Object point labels
** Begin **
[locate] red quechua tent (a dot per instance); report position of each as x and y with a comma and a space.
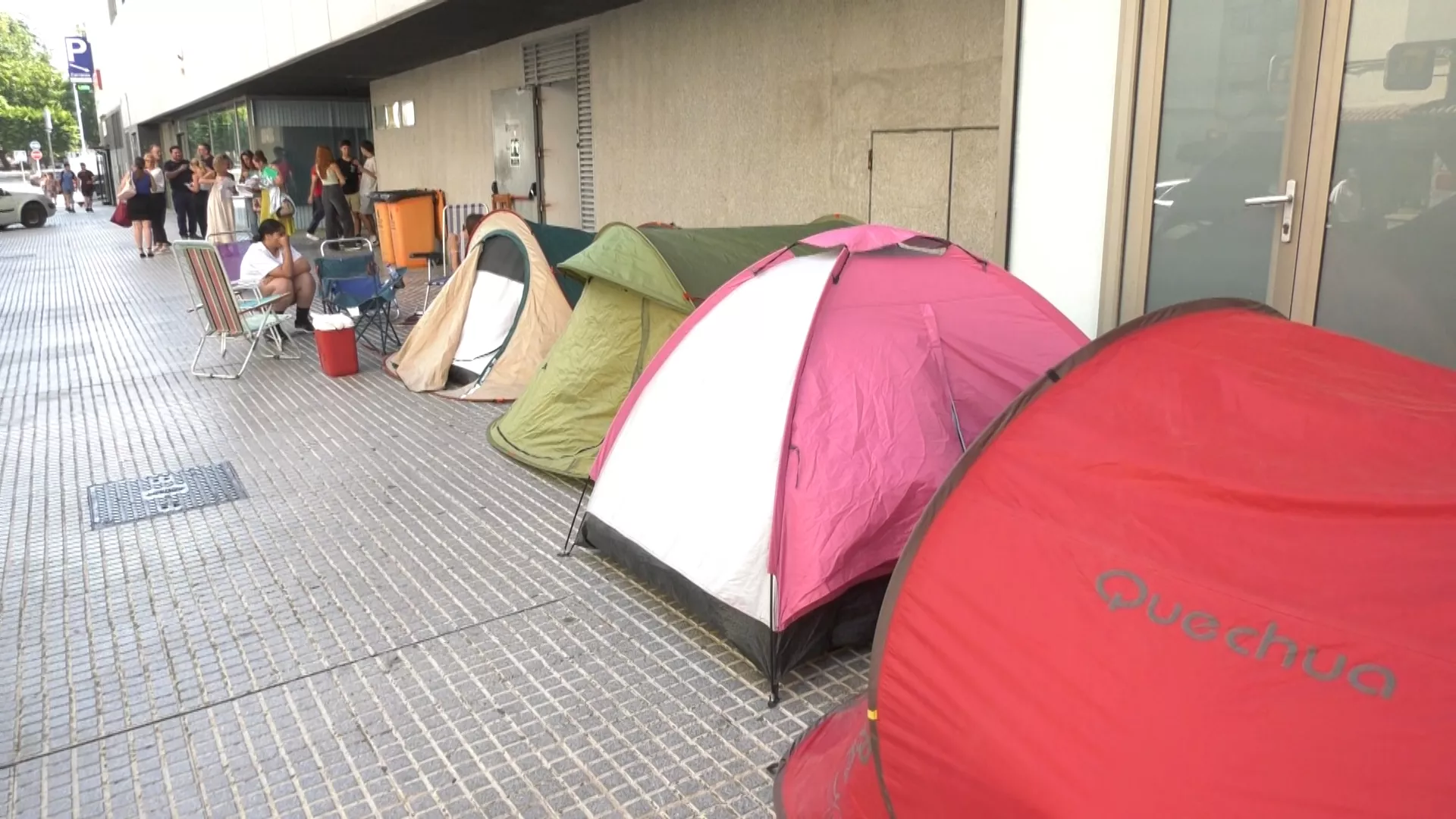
1203, 569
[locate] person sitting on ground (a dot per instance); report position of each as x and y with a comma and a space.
463, 238
277, 268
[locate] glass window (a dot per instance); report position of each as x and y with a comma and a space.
1225, 107
243, 136
199, 131
224, 133
1386, 271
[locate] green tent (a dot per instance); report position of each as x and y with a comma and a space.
641, 284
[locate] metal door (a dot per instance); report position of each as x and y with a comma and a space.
513, 112
560, 165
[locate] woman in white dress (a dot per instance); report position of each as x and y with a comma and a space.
221, 228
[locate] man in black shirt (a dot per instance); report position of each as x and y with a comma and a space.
180, 175
350, 168
88, 181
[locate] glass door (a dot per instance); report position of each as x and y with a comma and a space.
1220, 148
1378, 256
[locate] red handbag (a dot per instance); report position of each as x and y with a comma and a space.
120, 216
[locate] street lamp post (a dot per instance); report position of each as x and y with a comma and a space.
49, 149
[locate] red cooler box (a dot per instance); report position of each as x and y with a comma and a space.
338, 352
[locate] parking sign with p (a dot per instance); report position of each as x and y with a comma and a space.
77, 60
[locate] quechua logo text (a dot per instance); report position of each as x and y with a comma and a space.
1125, 591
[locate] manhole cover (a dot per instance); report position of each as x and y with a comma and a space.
137, 499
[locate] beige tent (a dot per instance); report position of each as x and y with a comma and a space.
497, 318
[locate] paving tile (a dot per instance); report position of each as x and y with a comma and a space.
381, 629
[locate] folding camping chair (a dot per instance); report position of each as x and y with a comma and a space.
350, 281
232, 256
221, 311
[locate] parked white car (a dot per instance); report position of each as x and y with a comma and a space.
25, 206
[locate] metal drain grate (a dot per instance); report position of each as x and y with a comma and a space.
137, 499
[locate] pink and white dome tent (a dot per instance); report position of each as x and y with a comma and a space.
770, 463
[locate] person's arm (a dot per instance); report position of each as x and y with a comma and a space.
283, 270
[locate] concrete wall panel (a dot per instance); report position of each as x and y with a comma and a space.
712, 112
973, 191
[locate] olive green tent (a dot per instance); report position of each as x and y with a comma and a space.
641, 284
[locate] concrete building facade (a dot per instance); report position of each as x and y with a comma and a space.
1095, 148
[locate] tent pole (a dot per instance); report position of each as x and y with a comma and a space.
774, 643
566, 548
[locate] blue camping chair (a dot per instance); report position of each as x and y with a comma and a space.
350, 281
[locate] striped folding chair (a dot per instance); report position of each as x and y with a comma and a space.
223, 312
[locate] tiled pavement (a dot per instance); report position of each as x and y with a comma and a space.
381, 629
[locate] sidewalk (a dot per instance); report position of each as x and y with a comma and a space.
379, 629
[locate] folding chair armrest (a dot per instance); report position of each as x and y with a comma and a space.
249, 305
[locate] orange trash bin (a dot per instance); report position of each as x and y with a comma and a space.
408, 223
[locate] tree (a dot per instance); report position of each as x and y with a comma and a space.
28, 85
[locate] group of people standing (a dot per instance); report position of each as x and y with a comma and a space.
340, 191
143, 191
202, 191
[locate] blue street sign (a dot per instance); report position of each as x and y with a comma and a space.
79, 60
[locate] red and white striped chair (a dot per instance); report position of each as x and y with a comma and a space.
223, 312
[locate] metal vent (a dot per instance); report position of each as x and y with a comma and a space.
570, 58
137, 499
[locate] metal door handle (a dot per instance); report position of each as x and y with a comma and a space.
1279, 199
1286, 226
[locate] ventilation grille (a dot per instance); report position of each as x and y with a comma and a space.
570, 58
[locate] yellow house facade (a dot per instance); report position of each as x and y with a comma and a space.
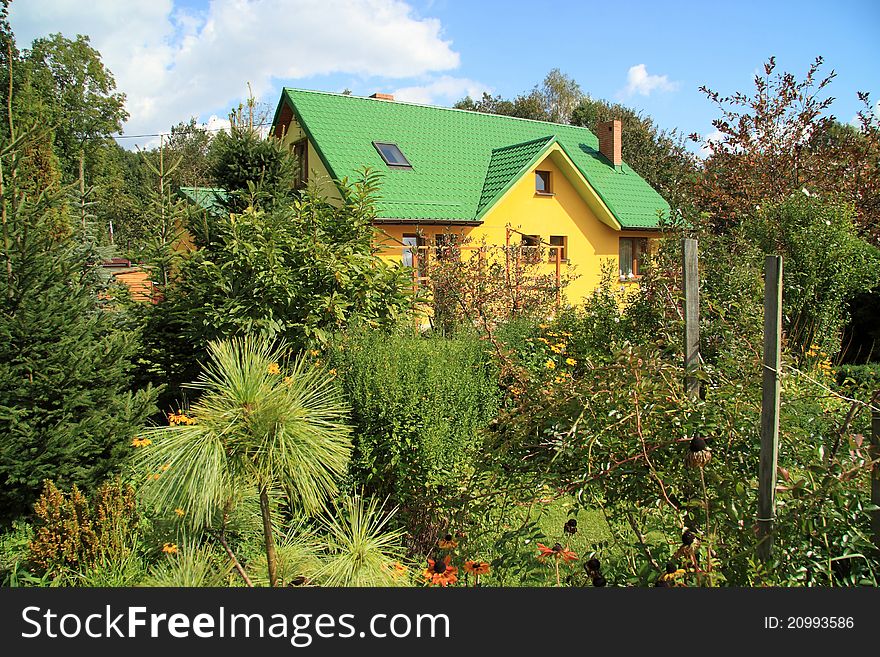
** End **
## Written exercise
Extract each line of the entries above that contains the word "blue", copying every such line in full.

## Task output
[locate] blue camping chair (a dot per instance); report position of each as x and y with a comma and a space.
[locate] blue street sign (a dot per instance); report position of each as x and y with a comma and a space.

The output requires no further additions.